*What this task involves*
Rewrite the data from the line that contains "of the gray" through the end of the data, changing "gray hoodie" to "black hoodie" and keeping everything else the same.
--- begin ---
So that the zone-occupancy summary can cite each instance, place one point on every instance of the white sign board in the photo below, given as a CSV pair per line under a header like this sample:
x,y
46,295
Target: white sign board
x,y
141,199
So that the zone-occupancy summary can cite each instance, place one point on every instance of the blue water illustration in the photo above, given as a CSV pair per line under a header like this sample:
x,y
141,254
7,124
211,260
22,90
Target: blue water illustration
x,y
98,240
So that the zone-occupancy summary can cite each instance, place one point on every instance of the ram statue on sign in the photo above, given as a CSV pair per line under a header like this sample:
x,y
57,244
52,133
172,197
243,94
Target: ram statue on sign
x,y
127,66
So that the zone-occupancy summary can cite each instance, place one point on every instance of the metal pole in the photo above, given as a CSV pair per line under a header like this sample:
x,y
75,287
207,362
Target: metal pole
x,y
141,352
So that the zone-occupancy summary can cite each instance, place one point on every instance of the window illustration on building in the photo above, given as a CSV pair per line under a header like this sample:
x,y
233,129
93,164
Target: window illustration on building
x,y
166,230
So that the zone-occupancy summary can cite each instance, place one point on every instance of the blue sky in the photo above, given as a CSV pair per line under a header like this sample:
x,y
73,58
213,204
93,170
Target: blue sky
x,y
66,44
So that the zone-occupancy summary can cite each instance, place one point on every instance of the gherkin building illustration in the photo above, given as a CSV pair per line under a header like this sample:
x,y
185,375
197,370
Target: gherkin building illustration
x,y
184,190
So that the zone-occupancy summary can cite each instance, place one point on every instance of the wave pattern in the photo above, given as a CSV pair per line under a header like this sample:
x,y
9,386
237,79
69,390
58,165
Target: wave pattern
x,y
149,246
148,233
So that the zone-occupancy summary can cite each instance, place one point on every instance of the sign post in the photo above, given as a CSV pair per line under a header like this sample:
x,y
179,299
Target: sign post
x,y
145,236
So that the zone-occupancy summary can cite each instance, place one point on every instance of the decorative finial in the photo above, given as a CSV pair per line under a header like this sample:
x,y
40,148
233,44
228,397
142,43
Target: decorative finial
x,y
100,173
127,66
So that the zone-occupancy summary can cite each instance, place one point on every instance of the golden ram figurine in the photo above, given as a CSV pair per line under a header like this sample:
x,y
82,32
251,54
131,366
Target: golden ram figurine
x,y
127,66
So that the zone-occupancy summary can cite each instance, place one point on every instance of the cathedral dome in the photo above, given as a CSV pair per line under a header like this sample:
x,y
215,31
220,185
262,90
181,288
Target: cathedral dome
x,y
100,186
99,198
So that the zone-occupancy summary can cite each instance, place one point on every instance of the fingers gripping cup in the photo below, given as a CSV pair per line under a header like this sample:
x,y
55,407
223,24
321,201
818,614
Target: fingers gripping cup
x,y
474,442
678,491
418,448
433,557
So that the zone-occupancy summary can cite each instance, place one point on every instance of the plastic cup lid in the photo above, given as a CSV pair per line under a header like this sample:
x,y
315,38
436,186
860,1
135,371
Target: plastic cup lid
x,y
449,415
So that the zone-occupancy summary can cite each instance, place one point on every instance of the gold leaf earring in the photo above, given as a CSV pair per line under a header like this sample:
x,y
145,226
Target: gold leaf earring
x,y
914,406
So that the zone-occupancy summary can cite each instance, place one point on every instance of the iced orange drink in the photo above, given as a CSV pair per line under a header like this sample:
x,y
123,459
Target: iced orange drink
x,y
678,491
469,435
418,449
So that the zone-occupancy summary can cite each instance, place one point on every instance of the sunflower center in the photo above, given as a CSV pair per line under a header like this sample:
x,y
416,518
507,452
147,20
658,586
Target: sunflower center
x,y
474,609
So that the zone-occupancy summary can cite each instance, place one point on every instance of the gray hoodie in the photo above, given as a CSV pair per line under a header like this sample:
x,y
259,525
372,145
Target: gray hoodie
--- end ---
*Finished task*
So that the zone-occupancy summary can cite each instance, place one point on every instance of the black hoodie in the photo above, given as a CSV pair per line under a header like this sample:
x,y
259,525
372,145
Target: black hoodie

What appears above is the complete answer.